● **Task description**
Quote the text of the records below verbatim, every line in order, leaving out the pictures.
====================
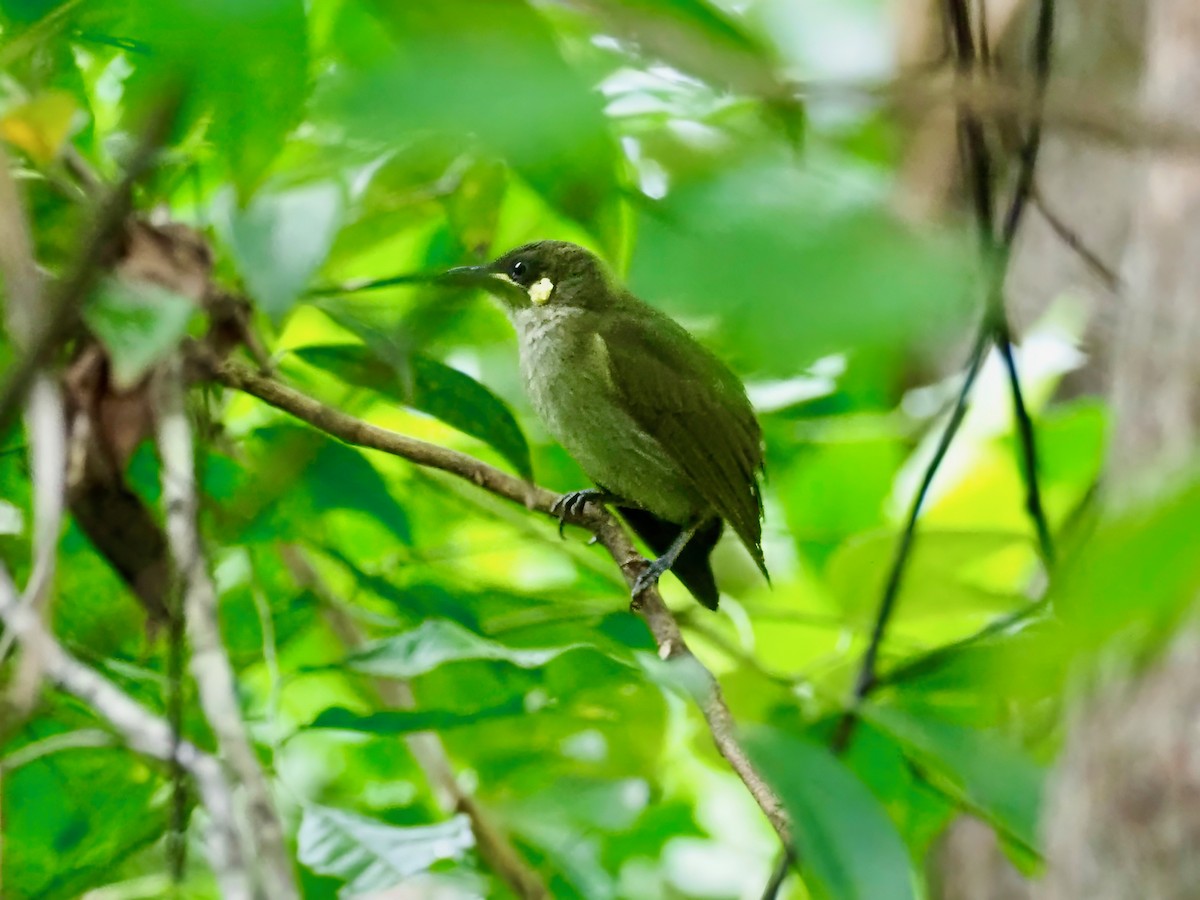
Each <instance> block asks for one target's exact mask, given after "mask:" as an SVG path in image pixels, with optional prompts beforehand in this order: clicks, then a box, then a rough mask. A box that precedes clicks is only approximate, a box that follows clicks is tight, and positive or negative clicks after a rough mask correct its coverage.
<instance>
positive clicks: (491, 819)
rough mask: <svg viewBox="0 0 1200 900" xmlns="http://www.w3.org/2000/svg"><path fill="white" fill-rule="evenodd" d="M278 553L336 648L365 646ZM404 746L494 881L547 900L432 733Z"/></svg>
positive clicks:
====================
● **Answer area**
Each <instance> block asks for one target's exact mask, given after "mask:" as an SVG path in image pixels, with optional prompts beforehand in this order: clicks, then a box, then a rough mask. A box that precedes clicks is only approximate, a box that follows clicks is tight, and positive or negative clicks after a rough mask correct its coverage.
<instance>
positive clicks: (491, 819)
rough mask: <svg viewBox="0 0 1200 900" xmlns="http://www.w3.org/2000/svg"><path fill="white" fill-rule="evenodd" d="M278 553L336 648L365 646ZM404 746L494 881L547 900L432 733Z"/></svg>
positive clicks:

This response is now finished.